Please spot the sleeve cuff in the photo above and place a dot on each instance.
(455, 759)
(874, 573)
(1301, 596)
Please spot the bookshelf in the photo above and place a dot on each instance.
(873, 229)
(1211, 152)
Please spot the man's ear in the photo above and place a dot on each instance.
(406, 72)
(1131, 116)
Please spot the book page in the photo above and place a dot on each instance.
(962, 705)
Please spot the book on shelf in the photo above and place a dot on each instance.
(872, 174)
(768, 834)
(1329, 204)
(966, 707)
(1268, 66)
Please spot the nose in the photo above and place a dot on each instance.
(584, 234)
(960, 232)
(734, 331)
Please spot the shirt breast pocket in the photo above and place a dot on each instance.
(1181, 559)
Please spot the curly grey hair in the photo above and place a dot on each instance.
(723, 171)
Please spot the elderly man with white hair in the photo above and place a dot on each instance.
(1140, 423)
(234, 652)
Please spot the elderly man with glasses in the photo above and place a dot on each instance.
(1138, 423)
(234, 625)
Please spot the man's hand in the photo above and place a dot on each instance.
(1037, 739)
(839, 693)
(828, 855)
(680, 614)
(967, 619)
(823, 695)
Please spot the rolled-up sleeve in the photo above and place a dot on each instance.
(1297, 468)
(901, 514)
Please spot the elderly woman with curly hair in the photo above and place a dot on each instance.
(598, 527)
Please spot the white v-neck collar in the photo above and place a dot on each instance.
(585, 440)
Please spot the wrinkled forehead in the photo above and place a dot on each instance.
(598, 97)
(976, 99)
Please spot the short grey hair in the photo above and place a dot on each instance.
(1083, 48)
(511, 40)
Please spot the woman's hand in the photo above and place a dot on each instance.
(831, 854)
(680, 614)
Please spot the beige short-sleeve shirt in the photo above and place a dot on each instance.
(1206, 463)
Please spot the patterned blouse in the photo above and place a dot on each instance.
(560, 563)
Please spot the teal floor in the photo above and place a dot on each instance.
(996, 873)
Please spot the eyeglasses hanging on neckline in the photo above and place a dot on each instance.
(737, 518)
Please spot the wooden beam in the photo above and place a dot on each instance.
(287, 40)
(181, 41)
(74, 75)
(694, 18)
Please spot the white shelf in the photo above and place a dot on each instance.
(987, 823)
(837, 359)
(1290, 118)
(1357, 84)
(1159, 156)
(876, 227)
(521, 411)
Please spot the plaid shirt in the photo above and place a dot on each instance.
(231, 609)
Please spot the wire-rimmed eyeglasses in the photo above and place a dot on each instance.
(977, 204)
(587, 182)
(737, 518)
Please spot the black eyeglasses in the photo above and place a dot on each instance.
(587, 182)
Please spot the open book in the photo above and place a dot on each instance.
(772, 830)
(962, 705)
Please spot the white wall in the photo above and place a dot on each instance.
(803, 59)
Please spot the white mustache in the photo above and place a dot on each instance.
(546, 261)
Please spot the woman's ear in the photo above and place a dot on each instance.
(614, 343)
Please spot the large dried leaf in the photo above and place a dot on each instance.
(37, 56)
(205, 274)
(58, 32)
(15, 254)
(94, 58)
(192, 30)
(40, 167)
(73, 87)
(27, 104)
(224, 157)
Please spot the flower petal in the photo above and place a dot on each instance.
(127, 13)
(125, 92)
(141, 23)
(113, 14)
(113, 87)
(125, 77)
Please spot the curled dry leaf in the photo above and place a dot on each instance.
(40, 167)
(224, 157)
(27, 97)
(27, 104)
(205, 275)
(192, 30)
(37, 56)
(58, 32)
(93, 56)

[To do]: Output each line of the data exactly as it stands above.

[Answer to this exercise]:
Please spot the sleeve cuff in the photo above and place a dot on each instance.
(455, 759)
(874, 573)
(1301, 596)
Please spot the bookshelf in the photo above and place a dot on each instance.
(873, 229)
(1211, 152)
Please spot the man's ear in the photo above and place a dot on each instance.
(406, 72)
(1131, 116)
Please spot the book page in the photo above and place a dot on each instance.
(962, 705)
Please spot the book on shelf in the photo above and place a dot on each instance.
(872, 174)
(768, 834)
(1329, 204)
(966, 707)
(1268, 66)
Please spot the nose in the photo above and place a dot on each instance.
(584, 234)
(960, 232)
(734, 331)
Please spot the shirt breast pocket in the photo above and place a dot on each instance.
(1181, 559)
Please spot the curly grey hair in the photo above and place a dot on each instance.
(723, 171)
Please spot the elderly man with white hair in the photo above and place a dot on each instance.
(1140, 423)
(234, 652)
Please spot the elderly man with glasses in the photo above and place a dot on each instance.
(1138, 423)
(234, 625)
Please spot the man's hand in the photo above and place a dot on each instance.
(1037, 739)
(839, 693)
(828, 855)
(680, 614)
(967, 619)
(823, 695)
Please spot the rolled-up sleeve in the photo above and place a dot on each instance.
(1297, 468)
(901, 514)
Please spot the elderly woman with curly hair in the photo above and place a dot on each instance.
(598, 527)
Please spot the white v-neck collar in the photo above and place a dot on each instance.
(585, 440)
Please spot the wrinkled forehead in the photo above and place a dot on each instance.
(598, 97)
(976, 99)
Please spot the short grey hair in the photo above and place a dot on each instance.
(1083, 48)
(511, 40)
Please spot the woman's hand in the photo above and place a dot on each instance.
(831, 854)
(680, 614)
Please spot the beige short-sleeve shirt in the photo above and place a dot on each instance.
(1206, 463)
Please spot the patterned blouse in the photo above and place a dot on each instance.
(560, 563)
Please spot the teal floor in the photo above and place a dot on each instance.
(996, 873)
Please spot the eyeglasses hanging on neckline in the photo above and place a dot on each instance.
(737, 518)
Please spot the wooden beam in the photo above and place a dot on each instance.
(287, 40)
(181, 41)
(74, 75)
(694, 18)
Please spot the white shelf in the photo above and place a dot on each instance.
(987, 823)
(837, 359)
(1290, 118)
(1357, 84)
(1159, 156)
(876, 227)
(521, 411)
Please spot the plaid shirt in the photo above and place a dot on each instance.
(231, 609)
Please spot the wire-rimmed eyeglasses in the photo above and place a dot on each instance.
(977, 204)
(587, 182)
(737, 518)
Please spot the black eyeglasses in the photo above and place a dot on each instance.
(587, 182)
Please spot the open book in the photo above and place a dot on each instance.
(772, 830)
(962, 705)
Please spot the white wall in the photo above and place a dot on each instance.
(803, 59)
Please spot the white mustache in the photo above and place a dot on each instance.
(546, 261)
Please spot the woman's ear in the photo above and place a dot on each instance.
(614, 343)
Please spot the large dried leaf in the photo above and place a dot on each instance.
(37, 56)
(205, 274)
(58, 32)
(15, 254)
(94, 58)
(192, 30)
(40, 167)
(73, 87)
(27, 104)
(224, 157)
Please spot the flower petal in the photo above and place a dot on each instance.
(127, 13)
(125, 92)
(141, 23)
(113, 14)
(113, 87)
(125, 77)
Please spot the curled dry leaf in the photo above and place a dot on each instance.
(40, 167)
(224, 157)
(27, 97)
(27, 104)
(205, 275)
(192, 30)
(37, 56)
(58, 32)
(93, 56)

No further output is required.